▶ [GIVEN REQUEST 1]:
Rewrite the court order's paragraph beginning "On July 14, 2005, Petitioner pled no contest" as a short bulleted list that keeps its main facts.
▶ [GIVEN REQUEST 2]:
Translate this sentence from the court order into Spanish: "The first petition was filed on April 17, 2007, in the California Superior Court for the County of Stanislaus."

▶ [DOCUMENT TEXT]:
'''

United States District Court, E.D. California
May 19, 2008
1:07-cv-01833 SMS HC, [Doc. 13] (E.D. Cal. May. 19, 2008)

Opinion

1:07-cv-01833 SMS HC, [Doc. 13].

May 19, 2008


ORDER GRANTING RESPONDENT'S MOTION TO DISMISS PETITION, DISMISSING PETITION FOR WRIT OF HABEAS CORPUS WITH PREJUDICE, AND DECLINING TO ISSUE CERTIFICATE OF APPEALABILITY


Petitioner is a state prisoner proceeding pro se with a petition for writ of habeas corpus pursuant to 28 U.S.C. § 2254. Pursuant to 28 U.S.C. § 636(c)(1), the parties have consented to the jurisdiction of the United States Magistrate Judge.

BACKGROUND

On July 14, 2005, Petitioner pled no contest to battery on a spouse or cohabitor with enhancements of inflicting great bodily injury and use of a deadly weapon. Petitioner admitted the truth of a prior felony conviction allegation. Petitioner was sentenced to a determinate term of 10 years in state prison. (Lodged Doc. No. 1.) Petitioner did not appeal this judgment.

However, Petitioner subsequently filed three pro se state post-conviction collateral petitions. The first petition was filed on April 17, 2007, in the California Superior Court for the County of Stanislaus. (Lodged Doc. No. 2.) The petition was denied on April 26, 2007. (Lodged Doc. No. 3.)

The filing dates as listed reflect the dates upon which Petitioner signed the proofs of service. See Rules 3(d) of the Federal Rules Governing Section 2254 Cases.

The second petition for writ of habeas corpus was filed in the California Court of Appeal, Fifth Appellate District on May 7, 2007. (Lodged Doc. No. 4.) The petition was denied on May 21, 2007. (Lodged Doc. No. 5.)

'''

▶ [Entries from a pointing dataset]:

'''

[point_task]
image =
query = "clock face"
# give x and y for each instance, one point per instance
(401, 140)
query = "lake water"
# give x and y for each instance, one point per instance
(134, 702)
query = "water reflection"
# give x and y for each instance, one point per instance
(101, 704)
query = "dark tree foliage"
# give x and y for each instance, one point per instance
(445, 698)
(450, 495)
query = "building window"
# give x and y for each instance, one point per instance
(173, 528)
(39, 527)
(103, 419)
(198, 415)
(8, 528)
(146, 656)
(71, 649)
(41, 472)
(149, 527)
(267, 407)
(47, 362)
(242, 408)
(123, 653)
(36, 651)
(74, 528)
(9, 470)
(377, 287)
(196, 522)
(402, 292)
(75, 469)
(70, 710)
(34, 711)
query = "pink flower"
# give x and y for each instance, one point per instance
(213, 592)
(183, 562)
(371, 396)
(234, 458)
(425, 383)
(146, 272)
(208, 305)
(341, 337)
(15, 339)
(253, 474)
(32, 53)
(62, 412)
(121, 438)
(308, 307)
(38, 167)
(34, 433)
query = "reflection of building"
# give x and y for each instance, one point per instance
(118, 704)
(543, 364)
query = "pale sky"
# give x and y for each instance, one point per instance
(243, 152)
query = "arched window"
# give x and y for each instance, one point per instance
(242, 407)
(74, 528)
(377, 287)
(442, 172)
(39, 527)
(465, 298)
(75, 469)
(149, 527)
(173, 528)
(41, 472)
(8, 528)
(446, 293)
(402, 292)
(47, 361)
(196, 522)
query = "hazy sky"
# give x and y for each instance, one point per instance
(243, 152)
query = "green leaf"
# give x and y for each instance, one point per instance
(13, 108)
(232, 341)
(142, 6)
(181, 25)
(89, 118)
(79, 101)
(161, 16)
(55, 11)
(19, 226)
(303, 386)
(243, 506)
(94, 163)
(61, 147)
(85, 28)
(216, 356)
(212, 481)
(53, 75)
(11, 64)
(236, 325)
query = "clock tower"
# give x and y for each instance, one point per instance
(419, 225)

'''

▶ [FINISHED ANSWER 1]:
- July 14, 2005: Petitioner pled no contest to battery on a spouse or cohabitor, with enhancements for inflicting great bodily injury and using a deadly weapon.
- Petitioner admitted that a prior felony conviction allegation was true.
- Sentence: a determinate term of 10 years in state prison.
- Petitioner did not appeal the judgment.

▶ [FINISHED ANSWER 2]:
La primera petición se presentó el 17 de abril de 2007 ante el Tribunal Superior de California para el Condado de Stanislaus.